** Start of SOURCE EXTRACT **

Greatest hits album by Kiss
- Released: May 25, 1988
- Genre: Hard rock, glam metal
- Length: 60:30
- Label: Polystar

Kiss chronology
| Crazy Nights (1987) | Chikara (1988) | Smashes, Thrashes & Hits (1988) |

= Chikara (album) =

Chikara (Japanese for "power") is a compilation album by American rock band Kiss, released in 1988 on Polystar.

Professional ratings
Review scores
| Source | Rating |
| AllMusic |  |

==Background==
The album was released on CD only in Japan in support of Kiss' 1988 Japanese tour. It was limited to 100,000 copies and has long been out of print. Early copies included a special sew-on patch of the Chikara symbol. One item of note is that this was the only official compact disc release of the extended 12" single version of the song "I Was Made for Lovin' You", until the 4-track "Psycho Circus" single in 1998.

** End of SOURCE EXTRACT **

GOAL: Write out the Chikara album article above in full, word for word.

** Start of SUPPLIED DATA **

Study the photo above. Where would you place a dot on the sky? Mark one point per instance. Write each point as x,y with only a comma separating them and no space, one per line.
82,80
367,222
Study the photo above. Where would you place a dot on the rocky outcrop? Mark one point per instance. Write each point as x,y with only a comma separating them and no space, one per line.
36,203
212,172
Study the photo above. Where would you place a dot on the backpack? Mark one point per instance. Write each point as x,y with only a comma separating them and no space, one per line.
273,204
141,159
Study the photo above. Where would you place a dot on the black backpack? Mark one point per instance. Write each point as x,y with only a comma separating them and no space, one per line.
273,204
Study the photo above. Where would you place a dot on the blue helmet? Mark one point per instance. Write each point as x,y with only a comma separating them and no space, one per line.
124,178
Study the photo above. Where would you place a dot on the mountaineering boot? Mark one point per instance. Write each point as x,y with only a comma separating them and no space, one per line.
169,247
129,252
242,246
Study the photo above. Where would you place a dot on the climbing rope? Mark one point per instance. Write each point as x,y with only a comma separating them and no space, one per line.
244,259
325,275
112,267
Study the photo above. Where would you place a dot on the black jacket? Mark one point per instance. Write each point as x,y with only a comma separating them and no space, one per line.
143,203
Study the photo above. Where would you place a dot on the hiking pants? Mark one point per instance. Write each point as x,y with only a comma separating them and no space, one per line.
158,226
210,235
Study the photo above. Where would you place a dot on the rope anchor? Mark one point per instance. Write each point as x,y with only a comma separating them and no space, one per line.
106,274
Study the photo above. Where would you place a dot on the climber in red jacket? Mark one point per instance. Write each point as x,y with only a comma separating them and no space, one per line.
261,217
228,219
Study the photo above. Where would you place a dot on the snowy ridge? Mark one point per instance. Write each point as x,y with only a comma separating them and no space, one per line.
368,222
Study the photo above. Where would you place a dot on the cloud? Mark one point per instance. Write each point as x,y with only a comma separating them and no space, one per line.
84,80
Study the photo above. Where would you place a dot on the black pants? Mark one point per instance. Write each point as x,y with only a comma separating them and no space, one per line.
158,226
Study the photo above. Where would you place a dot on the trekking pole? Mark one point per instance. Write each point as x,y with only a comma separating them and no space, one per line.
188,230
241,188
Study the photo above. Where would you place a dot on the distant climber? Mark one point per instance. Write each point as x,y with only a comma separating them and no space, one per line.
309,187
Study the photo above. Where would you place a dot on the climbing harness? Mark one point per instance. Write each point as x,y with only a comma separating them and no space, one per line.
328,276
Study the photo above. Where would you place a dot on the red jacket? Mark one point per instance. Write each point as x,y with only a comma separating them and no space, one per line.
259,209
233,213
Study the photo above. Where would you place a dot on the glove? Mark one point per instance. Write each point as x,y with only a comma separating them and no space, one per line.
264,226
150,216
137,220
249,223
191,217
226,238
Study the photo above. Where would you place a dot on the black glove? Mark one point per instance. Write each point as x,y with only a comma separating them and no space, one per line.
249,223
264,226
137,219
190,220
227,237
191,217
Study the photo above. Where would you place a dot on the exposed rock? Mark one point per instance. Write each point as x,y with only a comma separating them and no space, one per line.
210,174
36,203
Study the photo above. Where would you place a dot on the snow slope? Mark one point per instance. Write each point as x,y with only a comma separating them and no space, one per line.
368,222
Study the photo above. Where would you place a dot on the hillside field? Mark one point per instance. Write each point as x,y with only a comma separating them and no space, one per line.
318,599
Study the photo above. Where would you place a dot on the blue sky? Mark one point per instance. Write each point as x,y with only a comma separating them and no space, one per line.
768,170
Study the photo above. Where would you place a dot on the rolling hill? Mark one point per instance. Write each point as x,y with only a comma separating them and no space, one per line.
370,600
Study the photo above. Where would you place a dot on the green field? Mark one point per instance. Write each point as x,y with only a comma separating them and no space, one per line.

** End of SUPPLIED DATA **

ANSWER TO THE EXERCISE:
Greatest hits album by Kiss
- Released: May 25, 1988
- Genre: Hard rock, glam metal
- Length: 60:30
- Label: Polystar

Kiss chronology
| Crazy Nights (1987) | Chikara (1988) | Smashes, Thrashes & Hits (1988) |

= Chikara (album) =

Chikara (Japanese for "power") is a compilation album by American rock band Kiss, released in 1988 on Polystar.

Professional ratings
Review scores
| Source | Rating |
| AllMusic |  |

==Background==
The album was released on CD only in Japan in support of Kiss' 1988 Japanese tour. It was limited to 100,000 copies and has long been out of print. Early copies included a special sew-on patch of the Chikara symbol. One item of note is that this was the only official compact disc release of the extended 12" single version of the song "I Was Made for Lovin' You", until the 4-track "Psycho Circus" single in 1998.